(Stored items from a collection)
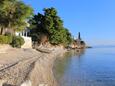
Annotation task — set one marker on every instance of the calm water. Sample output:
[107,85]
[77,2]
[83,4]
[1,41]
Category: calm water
[90,67]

> Try it
Write every line above again exactly, but leave the pictures out.

> Expected output
Annotation task — set one marker on every instance of the calm water. Sample output:
[107,85]
[77,2]
[83,4]
[1,41]
Category: calm water
[90,67]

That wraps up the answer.